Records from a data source
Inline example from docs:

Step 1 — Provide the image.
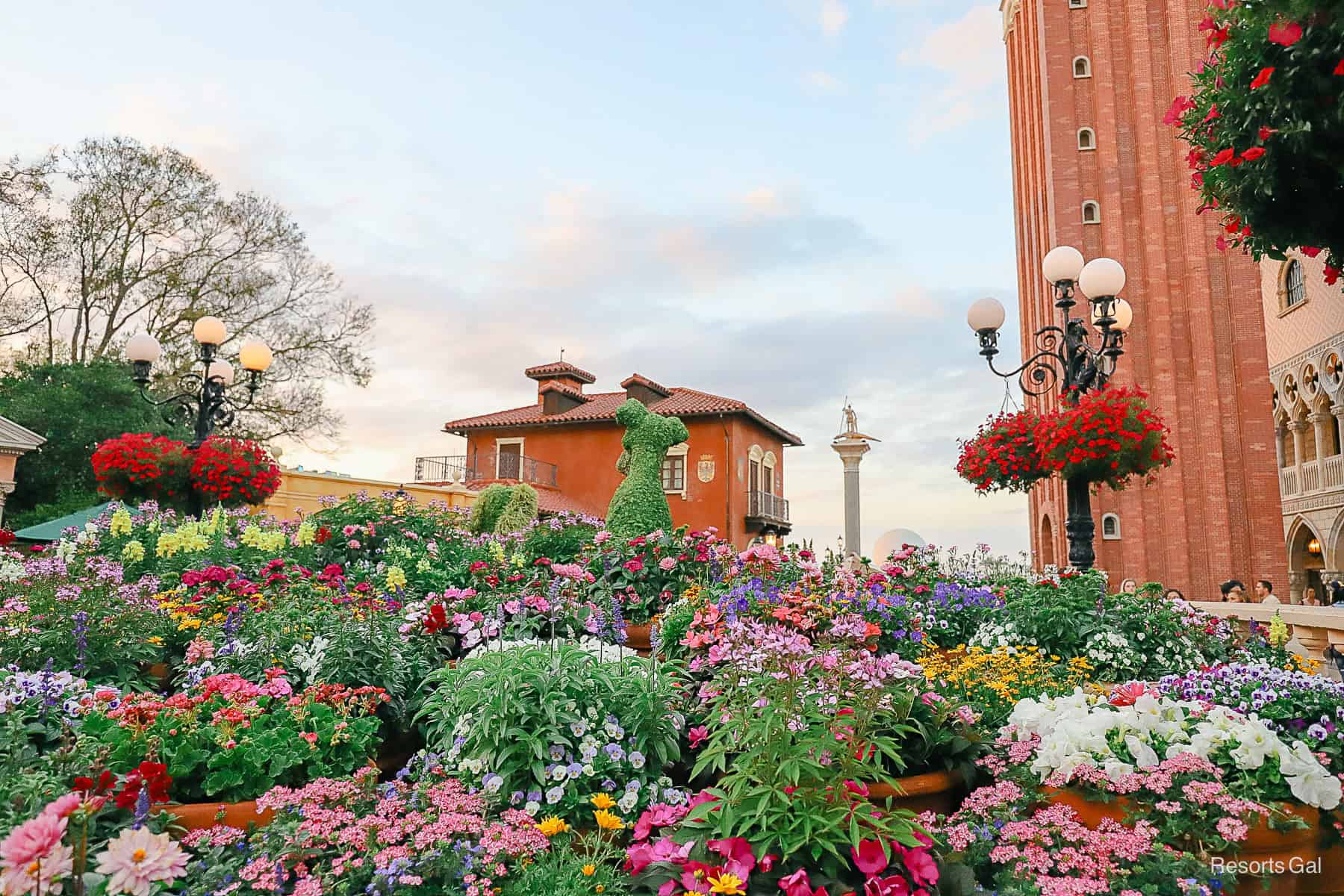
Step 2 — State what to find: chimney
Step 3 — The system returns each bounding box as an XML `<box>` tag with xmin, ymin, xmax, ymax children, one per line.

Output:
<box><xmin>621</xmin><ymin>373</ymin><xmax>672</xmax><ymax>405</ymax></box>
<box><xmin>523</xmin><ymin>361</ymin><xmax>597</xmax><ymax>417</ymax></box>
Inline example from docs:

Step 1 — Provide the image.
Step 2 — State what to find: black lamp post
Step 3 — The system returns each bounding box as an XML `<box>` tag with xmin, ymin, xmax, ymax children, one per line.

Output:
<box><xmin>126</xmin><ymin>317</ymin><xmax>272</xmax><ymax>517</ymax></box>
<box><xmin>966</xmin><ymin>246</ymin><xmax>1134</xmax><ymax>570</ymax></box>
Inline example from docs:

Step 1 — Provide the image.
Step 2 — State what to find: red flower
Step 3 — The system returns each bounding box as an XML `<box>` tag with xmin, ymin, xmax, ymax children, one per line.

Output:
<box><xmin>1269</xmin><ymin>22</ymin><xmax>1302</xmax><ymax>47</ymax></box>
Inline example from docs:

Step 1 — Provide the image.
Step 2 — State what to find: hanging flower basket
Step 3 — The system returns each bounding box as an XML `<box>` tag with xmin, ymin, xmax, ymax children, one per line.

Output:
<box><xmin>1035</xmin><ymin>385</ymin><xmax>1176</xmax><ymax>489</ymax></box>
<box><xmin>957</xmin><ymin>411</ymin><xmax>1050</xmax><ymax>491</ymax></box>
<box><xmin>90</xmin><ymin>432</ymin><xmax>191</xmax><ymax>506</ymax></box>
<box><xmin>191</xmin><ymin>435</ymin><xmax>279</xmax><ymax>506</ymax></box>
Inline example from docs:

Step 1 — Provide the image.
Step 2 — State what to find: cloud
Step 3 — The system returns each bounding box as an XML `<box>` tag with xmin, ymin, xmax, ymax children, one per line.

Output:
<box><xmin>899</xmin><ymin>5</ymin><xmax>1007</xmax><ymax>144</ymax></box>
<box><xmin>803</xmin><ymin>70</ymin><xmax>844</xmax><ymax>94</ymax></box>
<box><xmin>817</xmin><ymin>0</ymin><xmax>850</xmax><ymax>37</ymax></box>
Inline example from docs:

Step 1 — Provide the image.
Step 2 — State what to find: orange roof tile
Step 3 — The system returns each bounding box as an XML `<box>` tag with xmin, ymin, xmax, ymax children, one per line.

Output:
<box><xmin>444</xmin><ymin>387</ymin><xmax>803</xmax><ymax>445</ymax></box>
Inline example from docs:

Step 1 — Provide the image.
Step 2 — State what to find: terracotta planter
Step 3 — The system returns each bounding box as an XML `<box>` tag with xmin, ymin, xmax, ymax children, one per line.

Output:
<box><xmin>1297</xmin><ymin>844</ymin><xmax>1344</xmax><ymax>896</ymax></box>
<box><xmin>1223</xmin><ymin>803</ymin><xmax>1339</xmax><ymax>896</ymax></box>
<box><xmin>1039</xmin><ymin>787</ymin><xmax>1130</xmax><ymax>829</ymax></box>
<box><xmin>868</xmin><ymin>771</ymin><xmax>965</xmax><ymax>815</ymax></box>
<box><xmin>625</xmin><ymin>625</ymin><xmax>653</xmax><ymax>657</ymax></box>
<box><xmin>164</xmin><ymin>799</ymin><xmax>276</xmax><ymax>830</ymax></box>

■ To do: Filter the listing above, copying every line that contains the string "what". Treat uppercase and lowercase as different when matching.

■ Exercise output:
Step 2 — State what to find: chimney
Step 2 — State what to find: black lamp post
Step 2 — State what to find: red flower
Step 2 — State what to find: hanging flower basket
Step 2 — State what to find: cloud
Step 2 — State what to find: orange roof tile
Step 2 — State what to find: terracotta planter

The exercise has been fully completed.